• TEXT:
--- begin ---

Bruce P. MYHAVER and Barbara A. Myhaver, husband and wife, Plaintiffs/Appellants/Cross-Appellees.
v.
Elmo G. KNUTSON and Lois Knutson, husband and wife, Defendants/Appellees/Cross-Appellants.
No. CV-96-0400-PR.
Supreme Court of Arizona, En Banc.
July 15, 1997.David Brnilovich, and Treon, Strick, Lucia & Aguirre, P.A. by Arthur G. Newman, Jr., Pheonix, for Plaintiffs/Appellants/Cross-Appellees.
Steven J. Wells & Associates by Edwin R. Roberts William F. Begley, Tempe, for Defendants/Appellees/Cross-Appellants.
Bury, Moeller, Humphrey & O'Meara by Andrew J. Petersen, Tucson, for Amicus Curiae Arizona Association of Defense Counsel.
*446 OPINION
FELDMAN, Justice.
Plaintiffs Bruce and Barbara Myhaver sought review of a court of appeals' decision holding that the "sudden emergency" instruction was properly given in a case arising out of an automobile collision. See Myhaver v. Knutson, No. 2 CA-CV 95-0279 (Ariz.Ct. App. May 21, 1996) (Memorandum Decision). We granted review to determine whether a sudden emergency instruction is ever appropriate under the principles espoused in Rosen v. Knaub, 175 Ariz. 329, 857 P.2d 381 (1993) (disapproving the "sudden appearance" instruction), and Petefish v. Dawe, 137 Ariz. 570, 672 P.2d 914 (1983). We have jurisdiction pursuant to Ariz. Const. art. 6, § 5(3), Ariz.R.Civ.App.P. 23, and A.R.S. § 12-120.24.
FACTS AND PROCEDURAL HISTORY
In November 1990, Elmo Knutson was driving north on 43rd Avenue near Bell Road in Phoenix when Theresa Magnusson entered 43rd Avenue from a shopping center driveway and headed south in Knutson's lane. Seeing Magnusson's car in his lane, Knutson accelerated and swerved left, avoiding what he perceived to be an impending head-on collision. In doing this, he crossed the double yellow line into oncoming traffic and collided with Bruce Myhaver's pickup. Magnusson continued south not realizing she was involved. A police officer who saw the accident stopped her a short distance away and asked her to return to the scene.
Myhaver was seriously injured as a result of the collision and brought a damage action against both Knutson and Magnusson. Magnusson settled and was named as a non-party at fault, and the Myhavers proceeded to trial against Knutson.
Prior to trial, the Myhavers moved for partial summary judgment, questioning the viability of the sudden emergency instruction. The parties submitted memoranda on the effect of the then-recently decided Rosen case. Following oral argument, the judge acknowledged that Rosen cast doubt on the propriety of the sudden emergency instruction but denied the Myhavers' motion, noting that Petefish had never been overruled.
At trial, a different judge ruled that the instruction was appropriate under the facts and instructed the jury as follows:
In determining whether a person acted with reasonable care under the circumstances, you may consider whether such conduct was affected by an emergency.
An "emergency" is defined as a sudden and unexpected encounter with a danger which is either real or reasonably seems to be real. If a person, without negligence on his or her part, encountered such an emergency and acted reasonably to avoid harm to self or others, you may find that the person was not negligent. This is so even though, in hindsight, you feel that under normal conditions some other or better course of conduct could and should have been followed.
RAJI (Civil) 2d Negligence 6.

--- end ---

• WHAT TO DO: According to the opinion, what line did Knutson cross when he swerved left? These entries have no connection to the opinion.

• RECORD EXTRACTS:
--- begin ---

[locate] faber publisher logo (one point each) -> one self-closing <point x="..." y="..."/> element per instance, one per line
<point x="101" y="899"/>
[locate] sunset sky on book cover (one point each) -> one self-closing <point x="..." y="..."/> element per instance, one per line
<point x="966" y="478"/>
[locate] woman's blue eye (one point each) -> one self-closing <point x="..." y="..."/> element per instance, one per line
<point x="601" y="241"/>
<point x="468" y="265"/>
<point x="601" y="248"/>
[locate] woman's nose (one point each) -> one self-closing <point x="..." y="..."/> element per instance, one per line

--- end ---
--- begin ---

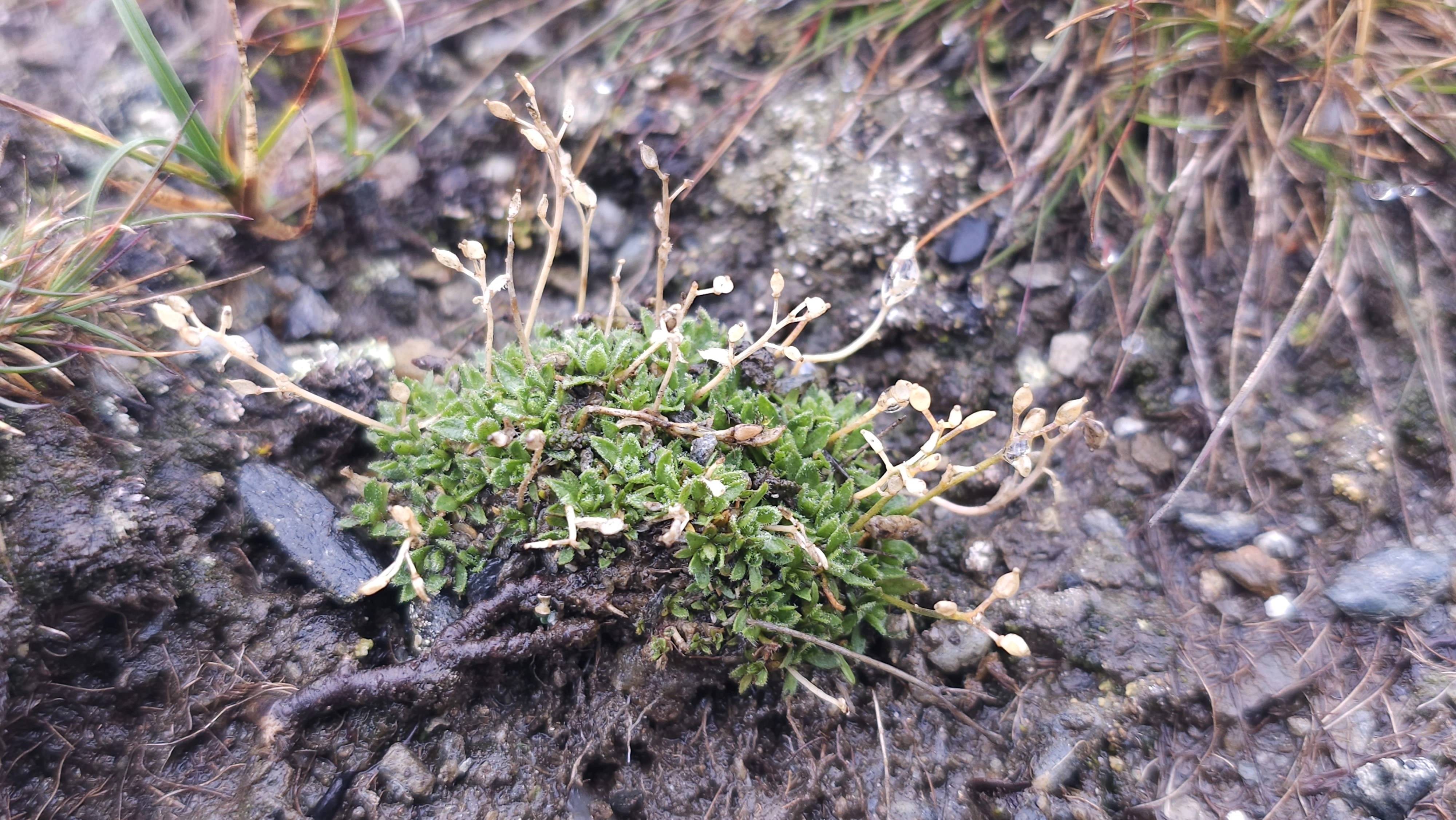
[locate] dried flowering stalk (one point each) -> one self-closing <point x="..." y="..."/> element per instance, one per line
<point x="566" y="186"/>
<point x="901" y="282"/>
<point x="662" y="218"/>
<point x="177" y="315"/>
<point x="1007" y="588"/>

--- end ---
--- begin ---

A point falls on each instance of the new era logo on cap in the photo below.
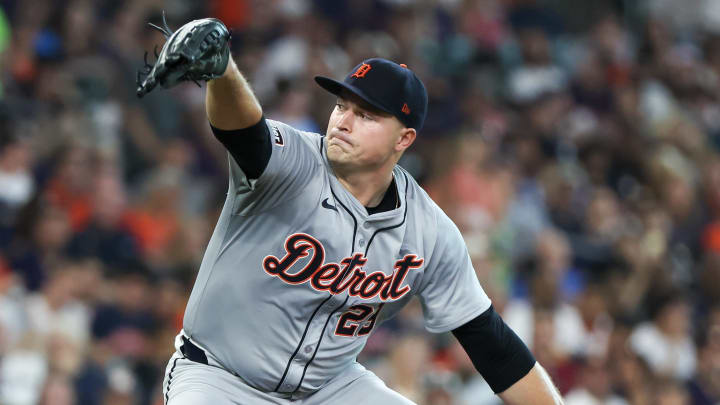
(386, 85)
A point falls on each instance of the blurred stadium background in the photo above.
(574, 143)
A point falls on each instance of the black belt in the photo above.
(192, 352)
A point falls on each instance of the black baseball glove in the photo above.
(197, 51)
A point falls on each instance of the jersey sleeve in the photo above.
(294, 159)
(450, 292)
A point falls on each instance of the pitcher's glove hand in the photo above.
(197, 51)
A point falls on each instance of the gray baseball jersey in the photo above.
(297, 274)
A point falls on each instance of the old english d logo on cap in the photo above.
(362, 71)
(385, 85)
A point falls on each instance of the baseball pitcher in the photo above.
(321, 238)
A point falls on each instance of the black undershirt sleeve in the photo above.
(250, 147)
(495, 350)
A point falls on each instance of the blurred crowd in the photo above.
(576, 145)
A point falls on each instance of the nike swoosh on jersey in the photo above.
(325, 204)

--- end ---

• COMPLETE ANSWER: He crossed the double yellow line into oncoming traffic.